How to Study Fermi-Walker Transport in Minkowski Spacetime

[PeterDonis]

Greg Bernhardt submitted a new blog post

How to Study Fermi-Walker Transport in Minkowski Spacetime

Continue reading the Original Blog Post.

 

[Orodruin]

of the concept of parallel transport, which only works along geodesics, to transport along worldlines that might not be geodesics, i.e., accelerated worldlines

This seems to imply that you cannot make a parallel transport along a non-geodesic, which is not true. I believe what you mean to say is that the timelike tangent of a worldline is not parallel transported along a non-geodesic world line.

 

[PeterDonis]

This seems to imply that you cannot make a parallel transport along a non-geodesic, which is not true. I believe what you mean to say is that the timelike tangent of a worldline is not parallel transported along a non-geodesic world line.

Yes, you're right. I have updated that paragraph accordingly.

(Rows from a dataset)

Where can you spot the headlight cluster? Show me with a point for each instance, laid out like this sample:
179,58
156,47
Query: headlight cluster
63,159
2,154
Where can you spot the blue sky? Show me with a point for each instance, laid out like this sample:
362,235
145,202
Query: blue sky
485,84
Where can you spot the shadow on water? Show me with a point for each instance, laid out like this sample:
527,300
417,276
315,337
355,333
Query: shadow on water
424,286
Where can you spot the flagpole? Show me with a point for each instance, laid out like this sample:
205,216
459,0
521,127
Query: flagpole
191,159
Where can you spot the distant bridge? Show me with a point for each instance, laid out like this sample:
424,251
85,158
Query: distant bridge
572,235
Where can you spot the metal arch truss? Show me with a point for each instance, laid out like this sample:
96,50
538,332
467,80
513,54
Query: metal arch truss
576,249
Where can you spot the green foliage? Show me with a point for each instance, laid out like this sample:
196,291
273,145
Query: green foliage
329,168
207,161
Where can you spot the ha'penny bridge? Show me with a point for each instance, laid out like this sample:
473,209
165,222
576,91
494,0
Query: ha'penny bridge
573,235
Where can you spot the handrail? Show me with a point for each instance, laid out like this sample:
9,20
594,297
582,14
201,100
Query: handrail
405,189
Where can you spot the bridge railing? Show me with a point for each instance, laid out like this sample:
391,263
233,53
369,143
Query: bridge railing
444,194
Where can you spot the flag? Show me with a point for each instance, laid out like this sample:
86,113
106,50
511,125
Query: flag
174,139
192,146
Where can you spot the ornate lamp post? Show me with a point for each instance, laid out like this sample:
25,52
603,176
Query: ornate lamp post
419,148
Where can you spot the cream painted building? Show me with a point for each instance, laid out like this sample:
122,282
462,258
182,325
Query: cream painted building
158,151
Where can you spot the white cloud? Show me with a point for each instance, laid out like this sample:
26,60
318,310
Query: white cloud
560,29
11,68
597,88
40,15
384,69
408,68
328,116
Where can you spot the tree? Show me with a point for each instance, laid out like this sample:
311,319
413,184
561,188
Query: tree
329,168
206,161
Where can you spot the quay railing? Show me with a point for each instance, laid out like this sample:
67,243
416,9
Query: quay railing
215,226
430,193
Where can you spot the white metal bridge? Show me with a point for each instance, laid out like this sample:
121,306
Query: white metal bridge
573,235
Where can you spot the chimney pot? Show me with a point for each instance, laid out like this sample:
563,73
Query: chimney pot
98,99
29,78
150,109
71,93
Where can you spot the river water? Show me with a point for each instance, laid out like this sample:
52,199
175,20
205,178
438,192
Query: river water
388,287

* [Given problem]
In the Fermi-Walker transport thread, what does Orodruin say is not parallel transported along a non-geodesic worldline?

* [Reply to the exercise]
The timelike tangent of the worldline.